Start of Block

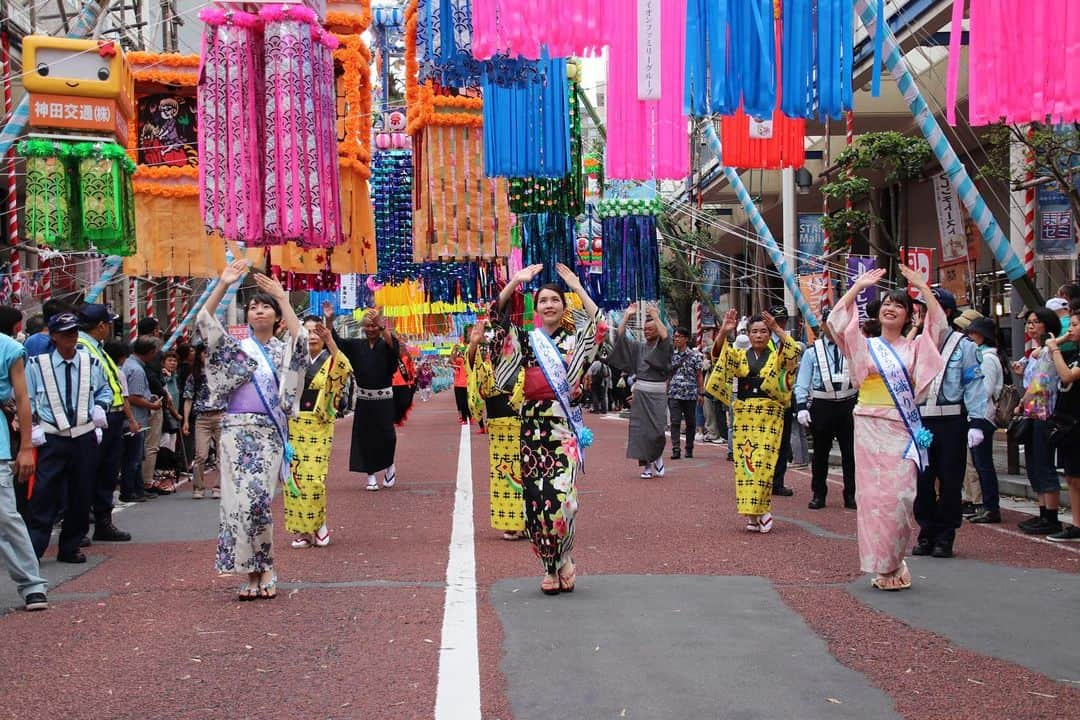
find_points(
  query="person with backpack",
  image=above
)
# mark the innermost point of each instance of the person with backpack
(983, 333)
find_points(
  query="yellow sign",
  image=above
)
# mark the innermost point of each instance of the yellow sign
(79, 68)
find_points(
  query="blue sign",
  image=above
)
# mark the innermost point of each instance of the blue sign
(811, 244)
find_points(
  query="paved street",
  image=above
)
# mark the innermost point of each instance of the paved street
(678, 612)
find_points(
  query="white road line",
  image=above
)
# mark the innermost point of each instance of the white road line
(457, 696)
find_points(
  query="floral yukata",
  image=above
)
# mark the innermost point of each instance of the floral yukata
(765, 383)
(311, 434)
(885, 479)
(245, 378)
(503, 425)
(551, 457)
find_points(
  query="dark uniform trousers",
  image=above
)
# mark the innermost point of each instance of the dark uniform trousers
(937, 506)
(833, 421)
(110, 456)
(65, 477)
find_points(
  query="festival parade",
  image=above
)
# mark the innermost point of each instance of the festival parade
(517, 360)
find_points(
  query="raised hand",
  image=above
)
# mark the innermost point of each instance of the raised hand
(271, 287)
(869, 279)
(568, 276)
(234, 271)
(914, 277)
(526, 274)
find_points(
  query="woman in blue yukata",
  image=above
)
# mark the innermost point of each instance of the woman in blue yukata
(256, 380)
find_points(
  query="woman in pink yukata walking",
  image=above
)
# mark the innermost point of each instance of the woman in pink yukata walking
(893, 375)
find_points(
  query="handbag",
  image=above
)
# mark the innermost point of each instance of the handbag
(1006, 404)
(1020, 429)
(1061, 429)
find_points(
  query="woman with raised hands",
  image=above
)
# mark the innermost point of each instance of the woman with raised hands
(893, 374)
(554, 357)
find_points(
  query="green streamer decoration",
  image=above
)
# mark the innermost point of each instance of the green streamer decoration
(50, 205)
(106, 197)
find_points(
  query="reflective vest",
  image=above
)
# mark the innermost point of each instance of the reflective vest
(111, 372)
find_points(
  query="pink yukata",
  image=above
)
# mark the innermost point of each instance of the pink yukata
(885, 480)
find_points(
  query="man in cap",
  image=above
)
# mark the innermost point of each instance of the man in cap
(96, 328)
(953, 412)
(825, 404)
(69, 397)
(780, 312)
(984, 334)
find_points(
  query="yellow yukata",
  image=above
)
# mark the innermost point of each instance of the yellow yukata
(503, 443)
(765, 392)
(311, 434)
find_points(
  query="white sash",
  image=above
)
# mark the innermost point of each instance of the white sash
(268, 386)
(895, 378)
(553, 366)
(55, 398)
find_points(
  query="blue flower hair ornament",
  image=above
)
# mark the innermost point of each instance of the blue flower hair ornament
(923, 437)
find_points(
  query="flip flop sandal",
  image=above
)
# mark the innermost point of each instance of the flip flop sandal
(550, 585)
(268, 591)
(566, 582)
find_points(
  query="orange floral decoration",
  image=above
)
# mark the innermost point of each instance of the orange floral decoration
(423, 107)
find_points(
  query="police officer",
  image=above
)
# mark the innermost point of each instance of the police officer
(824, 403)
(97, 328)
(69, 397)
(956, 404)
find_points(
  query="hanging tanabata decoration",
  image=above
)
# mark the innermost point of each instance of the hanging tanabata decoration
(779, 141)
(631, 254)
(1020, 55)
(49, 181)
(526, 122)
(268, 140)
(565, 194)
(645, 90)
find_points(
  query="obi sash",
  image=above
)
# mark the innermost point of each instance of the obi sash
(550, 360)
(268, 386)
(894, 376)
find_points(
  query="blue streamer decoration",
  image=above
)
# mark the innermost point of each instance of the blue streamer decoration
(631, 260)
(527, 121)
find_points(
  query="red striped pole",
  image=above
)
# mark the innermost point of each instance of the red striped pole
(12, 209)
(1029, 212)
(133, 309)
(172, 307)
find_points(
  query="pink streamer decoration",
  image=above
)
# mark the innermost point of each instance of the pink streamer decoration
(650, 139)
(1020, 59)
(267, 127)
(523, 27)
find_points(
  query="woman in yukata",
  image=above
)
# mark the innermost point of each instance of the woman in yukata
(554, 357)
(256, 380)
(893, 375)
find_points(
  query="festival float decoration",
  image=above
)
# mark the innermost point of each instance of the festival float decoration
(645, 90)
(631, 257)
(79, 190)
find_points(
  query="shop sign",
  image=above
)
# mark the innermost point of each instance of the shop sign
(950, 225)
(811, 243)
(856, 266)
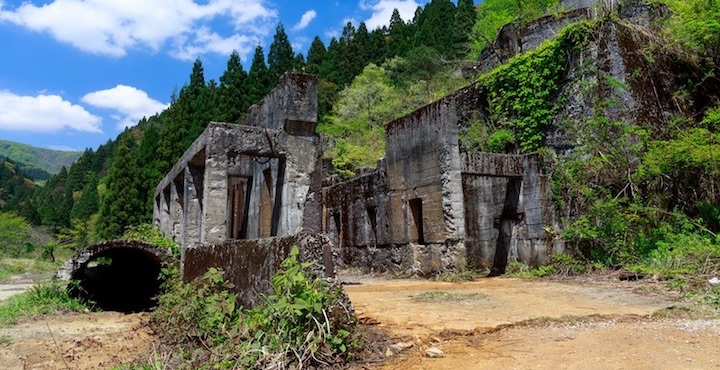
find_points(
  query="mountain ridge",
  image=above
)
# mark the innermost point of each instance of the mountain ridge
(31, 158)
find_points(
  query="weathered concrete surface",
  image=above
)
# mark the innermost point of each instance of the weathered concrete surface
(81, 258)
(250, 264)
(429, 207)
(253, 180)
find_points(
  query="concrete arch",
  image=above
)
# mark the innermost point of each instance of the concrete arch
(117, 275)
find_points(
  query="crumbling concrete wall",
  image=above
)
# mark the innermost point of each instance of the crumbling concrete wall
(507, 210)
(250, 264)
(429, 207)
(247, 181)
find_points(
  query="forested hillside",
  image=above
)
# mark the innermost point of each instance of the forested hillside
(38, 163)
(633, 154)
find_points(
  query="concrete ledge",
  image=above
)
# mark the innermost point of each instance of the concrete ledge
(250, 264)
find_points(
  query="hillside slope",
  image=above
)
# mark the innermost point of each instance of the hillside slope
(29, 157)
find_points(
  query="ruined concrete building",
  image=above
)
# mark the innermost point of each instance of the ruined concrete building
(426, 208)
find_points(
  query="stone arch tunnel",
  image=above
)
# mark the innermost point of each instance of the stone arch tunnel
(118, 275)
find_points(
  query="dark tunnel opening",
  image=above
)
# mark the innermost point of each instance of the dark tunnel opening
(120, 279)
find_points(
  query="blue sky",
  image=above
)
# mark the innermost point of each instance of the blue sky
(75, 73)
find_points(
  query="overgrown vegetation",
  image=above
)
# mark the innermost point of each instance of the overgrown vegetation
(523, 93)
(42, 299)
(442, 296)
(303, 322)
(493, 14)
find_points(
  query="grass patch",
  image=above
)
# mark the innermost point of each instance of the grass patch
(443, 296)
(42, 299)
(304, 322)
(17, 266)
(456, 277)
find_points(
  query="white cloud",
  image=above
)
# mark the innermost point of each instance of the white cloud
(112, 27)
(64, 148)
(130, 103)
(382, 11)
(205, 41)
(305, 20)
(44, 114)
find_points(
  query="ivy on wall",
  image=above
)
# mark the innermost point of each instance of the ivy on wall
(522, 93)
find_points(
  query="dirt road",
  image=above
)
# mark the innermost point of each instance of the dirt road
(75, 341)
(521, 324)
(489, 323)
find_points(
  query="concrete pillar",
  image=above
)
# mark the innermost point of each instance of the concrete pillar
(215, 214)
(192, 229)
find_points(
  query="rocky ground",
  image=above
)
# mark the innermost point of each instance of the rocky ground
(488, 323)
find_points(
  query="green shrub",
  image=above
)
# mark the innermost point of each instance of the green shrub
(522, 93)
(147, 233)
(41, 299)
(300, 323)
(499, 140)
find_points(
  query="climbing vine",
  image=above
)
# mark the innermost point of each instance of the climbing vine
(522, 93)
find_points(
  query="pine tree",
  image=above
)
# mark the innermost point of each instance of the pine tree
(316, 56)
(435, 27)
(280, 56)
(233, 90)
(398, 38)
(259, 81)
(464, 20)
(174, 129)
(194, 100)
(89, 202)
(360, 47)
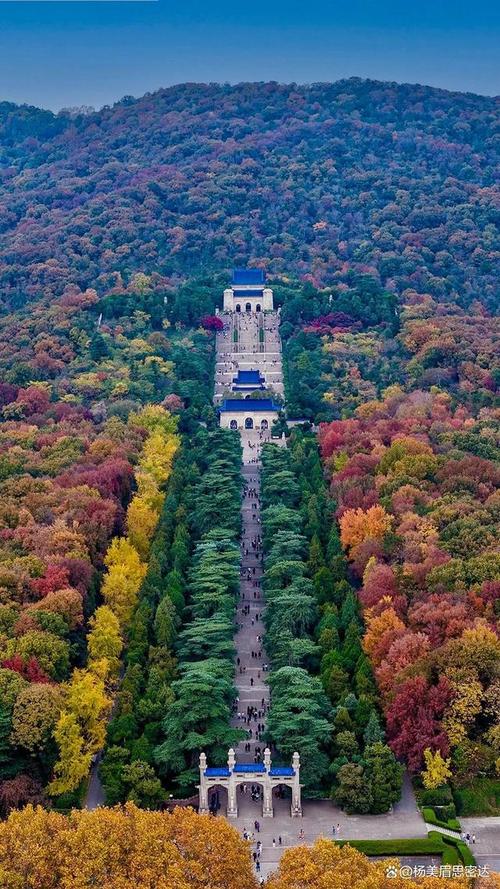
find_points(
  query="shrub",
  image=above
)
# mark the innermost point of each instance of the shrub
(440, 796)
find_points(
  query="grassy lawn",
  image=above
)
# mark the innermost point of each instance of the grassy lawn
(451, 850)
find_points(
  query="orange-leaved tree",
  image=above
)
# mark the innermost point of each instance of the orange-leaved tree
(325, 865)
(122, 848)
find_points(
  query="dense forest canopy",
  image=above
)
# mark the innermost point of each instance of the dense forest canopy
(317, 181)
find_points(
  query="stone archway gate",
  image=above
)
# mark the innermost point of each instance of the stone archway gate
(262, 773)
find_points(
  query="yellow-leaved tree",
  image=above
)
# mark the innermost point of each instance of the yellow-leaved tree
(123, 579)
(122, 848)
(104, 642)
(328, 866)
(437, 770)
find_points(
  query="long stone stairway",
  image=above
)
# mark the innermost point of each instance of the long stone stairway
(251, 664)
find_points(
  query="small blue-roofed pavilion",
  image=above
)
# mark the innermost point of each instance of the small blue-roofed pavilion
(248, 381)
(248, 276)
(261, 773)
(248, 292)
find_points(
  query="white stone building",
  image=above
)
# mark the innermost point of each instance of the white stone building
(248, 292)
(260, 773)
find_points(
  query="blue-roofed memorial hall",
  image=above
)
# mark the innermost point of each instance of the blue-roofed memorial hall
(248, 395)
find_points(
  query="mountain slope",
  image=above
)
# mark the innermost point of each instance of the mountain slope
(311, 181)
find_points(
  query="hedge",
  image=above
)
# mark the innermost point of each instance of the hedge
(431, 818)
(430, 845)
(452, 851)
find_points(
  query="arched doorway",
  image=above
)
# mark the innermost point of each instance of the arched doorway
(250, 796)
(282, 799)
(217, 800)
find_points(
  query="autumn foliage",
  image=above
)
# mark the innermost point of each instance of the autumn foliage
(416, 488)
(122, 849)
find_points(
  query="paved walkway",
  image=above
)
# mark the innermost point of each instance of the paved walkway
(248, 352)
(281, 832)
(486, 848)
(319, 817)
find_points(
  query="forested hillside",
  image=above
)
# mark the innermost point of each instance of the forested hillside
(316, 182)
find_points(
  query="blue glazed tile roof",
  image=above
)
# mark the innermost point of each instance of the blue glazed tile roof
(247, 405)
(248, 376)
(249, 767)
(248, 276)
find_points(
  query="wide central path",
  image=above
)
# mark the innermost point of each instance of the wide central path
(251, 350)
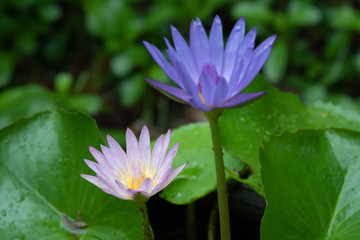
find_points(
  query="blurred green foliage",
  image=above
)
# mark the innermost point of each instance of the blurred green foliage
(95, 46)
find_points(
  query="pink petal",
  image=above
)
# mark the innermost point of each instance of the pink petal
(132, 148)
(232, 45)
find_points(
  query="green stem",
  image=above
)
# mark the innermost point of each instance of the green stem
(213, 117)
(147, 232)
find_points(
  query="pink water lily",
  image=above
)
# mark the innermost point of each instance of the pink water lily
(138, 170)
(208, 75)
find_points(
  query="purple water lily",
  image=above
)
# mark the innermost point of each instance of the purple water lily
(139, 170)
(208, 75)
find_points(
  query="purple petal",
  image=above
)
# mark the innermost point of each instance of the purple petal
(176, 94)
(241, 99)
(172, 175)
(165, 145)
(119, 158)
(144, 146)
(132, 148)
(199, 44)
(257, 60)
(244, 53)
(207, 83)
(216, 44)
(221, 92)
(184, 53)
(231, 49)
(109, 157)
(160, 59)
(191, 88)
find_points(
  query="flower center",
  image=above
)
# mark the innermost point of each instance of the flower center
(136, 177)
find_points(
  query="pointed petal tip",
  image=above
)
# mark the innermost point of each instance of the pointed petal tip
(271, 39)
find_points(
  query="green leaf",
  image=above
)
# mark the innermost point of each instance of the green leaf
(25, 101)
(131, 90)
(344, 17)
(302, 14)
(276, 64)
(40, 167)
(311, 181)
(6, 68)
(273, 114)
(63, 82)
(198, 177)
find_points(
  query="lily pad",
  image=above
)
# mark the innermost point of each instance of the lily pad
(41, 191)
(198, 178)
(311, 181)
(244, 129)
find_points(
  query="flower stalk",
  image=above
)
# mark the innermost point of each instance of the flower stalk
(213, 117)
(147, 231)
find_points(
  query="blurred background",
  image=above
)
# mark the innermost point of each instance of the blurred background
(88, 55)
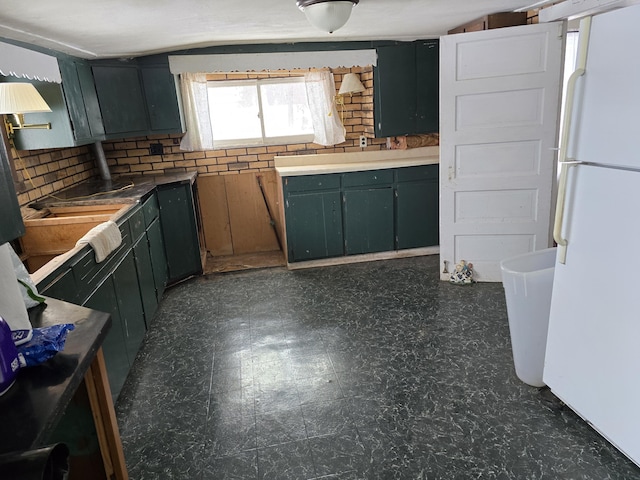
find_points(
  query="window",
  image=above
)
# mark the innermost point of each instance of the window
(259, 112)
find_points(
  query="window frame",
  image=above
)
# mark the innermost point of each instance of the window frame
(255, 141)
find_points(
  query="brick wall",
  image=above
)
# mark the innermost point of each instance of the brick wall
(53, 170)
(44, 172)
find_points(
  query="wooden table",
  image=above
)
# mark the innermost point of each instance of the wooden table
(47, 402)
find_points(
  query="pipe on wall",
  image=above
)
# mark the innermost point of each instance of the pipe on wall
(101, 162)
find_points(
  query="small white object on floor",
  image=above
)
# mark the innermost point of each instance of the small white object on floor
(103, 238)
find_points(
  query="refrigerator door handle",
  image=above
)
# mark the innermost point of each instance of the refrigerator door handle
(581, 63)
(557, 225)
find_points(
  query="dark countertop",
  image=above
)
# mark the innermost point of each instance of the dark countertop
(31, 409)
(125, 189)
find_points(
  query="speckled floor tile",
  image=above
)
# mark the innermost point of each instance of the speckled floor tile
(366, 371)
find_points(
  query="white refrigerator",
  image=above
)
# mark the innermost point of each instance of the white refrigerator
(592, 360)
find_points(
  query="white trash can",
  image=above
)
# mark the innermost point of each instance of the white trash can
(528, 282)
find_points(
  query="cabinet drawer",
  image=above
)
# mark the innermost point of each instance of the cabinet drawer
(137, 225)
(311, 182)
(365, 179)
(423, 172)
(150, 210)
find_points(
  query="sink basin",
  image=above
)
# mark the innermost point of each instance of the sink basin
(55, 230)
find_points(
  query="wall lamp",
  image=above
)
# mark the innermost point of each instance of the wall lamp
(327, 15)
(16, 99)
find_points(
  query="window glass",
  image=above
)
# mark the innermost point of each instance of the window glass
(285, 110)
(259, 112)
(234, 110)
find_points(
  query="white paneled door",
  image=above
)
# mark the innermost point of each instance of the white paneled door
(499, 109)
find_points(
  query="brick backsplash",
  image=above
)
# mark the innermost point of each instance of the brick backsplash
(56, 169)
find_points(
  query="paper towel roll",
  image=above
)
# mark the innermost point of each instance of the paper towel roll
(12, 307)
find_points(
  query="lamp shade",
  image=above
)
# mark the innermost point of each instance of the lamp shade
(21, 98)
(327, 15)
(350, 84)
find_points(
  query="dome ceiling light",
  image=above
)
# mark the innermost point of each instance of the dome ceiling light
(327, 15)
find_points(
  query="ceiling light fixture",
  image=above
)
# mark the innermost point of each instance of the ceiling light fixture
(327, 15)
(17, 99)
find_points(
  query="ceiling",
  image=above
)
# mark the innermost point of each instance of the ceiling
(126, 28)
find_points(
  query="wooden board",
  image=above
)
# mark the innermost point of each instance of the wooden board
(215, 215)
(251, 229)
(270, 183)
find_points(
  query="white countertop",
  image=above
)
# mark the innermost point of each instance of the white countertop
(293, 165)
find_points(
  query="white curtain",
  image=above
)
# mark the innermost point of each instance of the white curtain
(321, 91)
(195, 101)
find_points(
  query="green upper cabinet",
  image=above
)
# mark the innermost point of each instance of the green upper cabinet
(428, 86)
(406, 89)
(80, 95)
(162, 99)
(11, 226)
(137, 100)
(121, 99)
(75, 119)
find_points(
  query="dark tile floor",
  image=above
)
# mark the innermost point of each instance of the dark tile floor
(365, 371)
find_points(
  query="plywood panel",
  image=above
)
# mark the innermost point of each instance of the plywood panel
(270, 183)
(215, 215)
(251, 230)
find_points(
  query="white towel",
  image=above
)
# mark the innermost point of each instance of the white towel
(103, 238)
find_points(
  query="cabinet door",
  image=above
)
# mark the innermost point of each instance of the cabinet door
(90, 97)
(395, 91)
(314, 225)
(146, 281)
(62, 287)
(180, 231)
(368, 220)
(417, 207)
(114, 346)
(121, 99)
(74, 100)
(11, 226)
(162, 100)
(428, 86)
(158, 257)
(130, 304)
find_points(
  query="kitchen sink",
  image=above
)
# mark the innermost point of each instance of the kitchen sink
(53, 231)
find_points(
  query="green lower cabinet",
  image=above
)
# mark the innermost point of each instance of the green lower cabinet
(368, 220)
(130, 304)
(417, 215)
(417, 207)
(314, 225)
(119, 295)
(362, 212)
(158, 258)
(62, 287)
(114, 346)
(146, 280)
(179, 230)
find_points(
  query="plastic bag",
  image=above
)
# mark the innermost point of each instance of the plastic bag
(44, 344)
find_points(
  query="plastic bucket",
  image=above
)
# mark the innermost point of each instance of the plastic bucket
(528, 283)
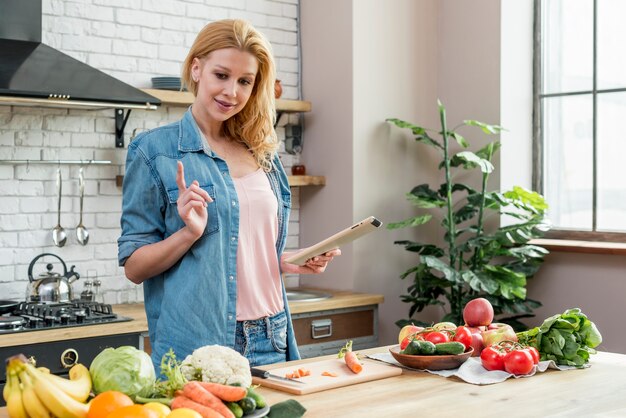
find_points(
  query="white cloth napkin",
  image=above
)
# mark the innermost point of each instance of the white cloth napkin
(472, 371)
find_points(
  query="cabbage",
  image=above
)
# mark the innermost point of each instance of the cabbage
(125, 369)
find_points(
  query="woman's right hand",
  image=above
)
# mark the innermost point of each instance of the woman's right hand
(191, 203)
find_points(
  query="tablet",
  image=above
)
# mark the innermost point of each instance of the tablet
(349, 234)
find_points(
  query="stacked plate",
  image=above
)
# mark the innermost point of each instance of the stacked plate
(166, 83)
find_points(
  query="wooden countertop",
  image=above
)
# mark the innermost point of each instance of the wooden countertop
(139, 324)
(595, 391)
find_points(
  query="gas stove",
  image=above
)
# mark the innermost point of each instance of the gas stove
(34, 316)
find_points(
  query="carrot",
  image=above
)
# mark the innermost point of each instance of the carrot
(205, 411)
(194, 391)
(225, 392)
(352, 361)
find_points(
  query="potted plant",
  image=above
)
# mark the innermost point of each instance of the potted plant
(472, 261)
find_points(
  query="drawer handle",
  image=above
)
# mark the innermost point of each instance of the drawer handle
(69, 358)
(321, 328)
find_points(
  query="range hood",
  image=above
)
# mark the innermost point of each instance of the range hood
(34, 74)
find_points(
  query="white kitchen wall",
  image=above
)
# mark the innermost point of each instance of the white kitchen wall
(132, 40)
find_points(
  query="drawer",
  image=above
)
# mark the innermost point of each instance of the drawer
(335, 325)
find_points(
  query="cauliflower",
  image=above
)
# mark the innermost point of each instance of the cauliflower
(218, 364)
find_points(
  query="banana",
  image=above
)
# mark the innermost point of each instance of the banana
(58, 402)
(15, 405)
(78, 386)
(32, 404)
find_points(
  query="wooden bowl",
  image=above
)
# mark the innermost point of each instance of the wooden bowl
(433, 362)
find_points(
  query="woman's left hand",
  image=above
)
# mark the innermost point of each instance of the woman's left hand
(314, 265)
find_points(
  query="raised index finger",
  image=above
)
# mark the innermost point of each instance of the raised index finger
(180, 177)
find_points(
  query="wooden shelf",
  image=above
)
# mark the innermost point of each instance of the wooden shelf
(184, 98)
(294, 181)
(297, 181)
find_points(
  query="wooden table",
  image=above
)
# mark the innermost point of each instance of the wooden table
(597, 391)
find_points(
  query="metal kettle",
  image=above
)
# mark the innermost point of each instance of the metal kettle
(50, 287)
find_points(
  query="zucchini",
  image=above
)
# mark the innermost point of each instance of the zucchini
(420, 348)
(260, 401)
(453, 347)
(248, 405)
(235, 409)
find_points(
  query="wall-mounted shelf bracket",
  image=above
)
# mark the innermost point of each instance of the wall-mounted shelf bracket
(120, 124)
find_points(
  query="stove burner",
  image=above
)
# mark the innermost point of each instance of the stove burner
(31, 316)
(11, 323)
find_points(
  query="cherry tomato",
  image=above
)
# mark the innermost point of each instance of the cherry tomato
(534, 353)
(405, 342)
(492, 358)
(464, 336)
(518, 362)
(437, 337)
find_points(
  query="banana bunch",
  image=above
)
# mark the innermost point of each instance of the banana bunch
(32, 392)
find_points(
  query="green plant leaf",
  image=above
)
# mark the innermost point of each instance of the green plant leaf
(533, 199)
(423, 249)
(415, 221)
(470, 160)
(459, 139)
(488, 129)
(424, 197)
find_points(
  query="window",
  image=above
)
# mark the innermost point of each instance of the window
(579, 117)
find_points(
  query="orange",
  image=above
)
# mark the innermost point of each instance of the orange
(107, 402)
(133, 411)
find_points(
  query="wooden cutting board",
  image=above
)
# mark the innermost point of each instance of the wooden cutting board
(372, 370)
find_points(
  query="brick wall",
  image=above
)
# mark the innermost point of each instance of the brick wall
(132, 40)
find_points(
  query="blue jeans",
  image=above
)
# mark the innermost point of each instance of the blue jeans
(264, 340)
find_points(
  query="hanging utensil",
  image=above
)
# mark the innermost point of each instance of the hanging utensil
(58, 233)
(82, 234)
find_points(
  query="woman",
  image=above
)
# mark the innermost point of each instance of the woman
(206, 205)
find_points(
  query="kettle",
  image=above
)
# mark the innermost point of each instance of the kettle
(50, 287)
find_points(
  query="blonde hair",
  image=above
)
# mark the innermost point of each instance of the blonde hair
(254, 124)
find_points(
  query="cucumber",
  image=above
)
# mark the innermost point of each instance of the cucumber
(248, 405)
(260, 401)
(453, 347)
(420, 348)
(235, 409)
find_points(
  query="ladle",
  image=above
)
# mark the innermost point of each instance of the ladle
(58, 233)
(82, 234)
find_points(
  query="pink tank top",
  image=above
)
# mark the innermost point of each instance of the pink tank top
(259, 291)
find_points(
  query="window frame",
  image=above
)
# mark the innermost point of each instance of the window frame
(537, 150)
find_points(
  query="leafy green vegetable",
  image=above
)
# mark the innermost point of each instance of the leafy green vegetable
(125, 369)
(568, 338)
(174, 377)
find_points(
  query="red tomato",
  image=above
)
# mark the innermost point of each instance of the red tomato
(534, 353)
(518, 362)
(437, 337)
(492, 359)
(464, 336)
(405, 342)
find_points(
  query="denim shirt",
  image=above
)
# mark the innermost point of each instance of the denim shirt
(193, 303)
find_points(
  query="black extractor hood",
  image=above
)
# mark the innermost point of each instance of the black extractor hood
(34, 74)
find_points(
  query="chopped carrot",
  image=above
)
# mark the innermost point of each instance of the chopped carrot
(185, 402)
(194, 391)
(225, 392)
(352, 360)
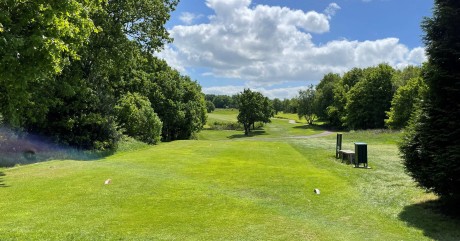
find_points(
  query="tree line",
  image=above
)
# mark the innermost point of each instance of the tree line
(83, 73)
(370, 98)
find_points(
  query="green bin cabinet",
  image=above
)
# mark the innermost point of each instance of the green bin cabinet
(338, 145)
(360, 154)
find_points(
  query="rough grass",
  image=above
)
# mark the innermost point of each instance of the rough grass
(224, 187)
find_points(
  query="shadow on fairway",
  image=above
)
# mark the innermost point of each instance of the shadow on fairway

End of Block

Task brief>
Filter the records for lines holding the string "fairway". Copy each one.

Response below>
  query="shadow on fairway",
# mark the innermost point of each instance of the shadow on fairway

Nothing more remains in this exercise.